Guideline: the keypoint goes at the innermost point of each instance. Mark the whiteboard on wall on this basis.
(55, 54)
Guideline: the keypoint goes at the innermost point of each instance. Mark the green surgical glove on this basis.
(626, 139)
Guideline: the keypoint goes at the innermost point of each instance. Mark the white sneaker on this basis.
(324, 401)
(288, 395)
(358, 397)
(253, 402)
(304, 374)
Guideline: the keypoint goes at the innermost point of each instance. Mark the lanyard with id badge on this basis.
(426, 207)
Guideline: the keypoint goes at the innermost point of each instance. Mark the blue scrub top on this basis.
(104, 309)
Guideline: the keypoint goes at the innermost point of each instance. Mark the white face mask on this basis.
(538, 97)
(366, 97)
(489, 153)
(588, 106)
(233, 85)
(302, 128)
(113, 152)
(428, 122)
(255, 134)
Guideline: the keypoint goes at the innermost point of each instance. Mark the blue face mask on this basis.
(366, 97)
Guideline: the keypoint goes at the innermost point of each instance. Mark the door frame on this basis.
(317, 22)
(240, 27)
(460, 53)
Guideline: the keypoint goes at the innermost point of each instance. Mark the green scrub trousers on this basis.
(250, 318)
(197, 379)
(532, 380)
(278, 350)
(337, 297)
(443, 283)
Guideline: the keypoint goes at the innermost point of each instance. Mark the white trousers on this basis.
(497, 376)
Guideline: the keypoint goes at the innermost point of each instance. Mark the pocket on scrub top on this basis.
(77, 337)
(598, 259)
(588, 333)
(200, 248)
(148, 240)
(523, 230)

▸ Instructions for the task:
Output the whole listing exactly, leaving nothing out.

▸ Solution to the problem:
Guideline: the keypoint goes at the innermost point of each instance. Mark the whiteboard on wall on this basis.
(55, 54)
Guideline: the keypoint goes at the innermost point of each instance. Mark the green surgical glove on this basis.
(626, 139)
Guideline: the keypoint goes at the innermost point of each instance. Mark the white sneaker on this basis.
(324, 401)
(288, 395)
(358, 397)
(253, 402)
(304, 374)
Guideline: the keypoint goes at the innermost point of each instance. Mark the lanyard with id badge on this basis.
(426, 207)
Guideline: the keypoint goes at the innermost point of each instance. Mark the blue scrub top on this basis.
(104, 309)
Guideline: the keypoint goes at the innermost point of each instance. Mark the white face mask on this basis.
(538, 97)
(366, 97)
(489, 153)
(588, 106)
(233, 85)
(302, 128)
(113, 152)
(428, 122)
(255, 134)
Guideline: the keypoint goes at the innermost point of each instance. Mark the blue face mask on this basis.
(366, 97)
Guideline: the keypoint goes at the innermost point of each instance. Mark the door frame on this basis.
(317, 22)
(240, 27)
(460, 53)
Guideline: the keypoint goes at the innermost point of each instance. Mark the green scrub trousers on this basis.
(250, 318)
(197, 379)
(532, 380)
(278, 350)
(337, 297)
(443, 283)
Guideline: the keypoint goes at the innermost point of each instance. Mark the white trousers on this basis.
(497, 376)
Guideline: the keypoint goes at the innermost point of each instance. Mark the pocket on scrub top on this basis.
(77, 337)
(598, 259)
(588, 333)
(200, 248)
(148, 240)
(523, 230)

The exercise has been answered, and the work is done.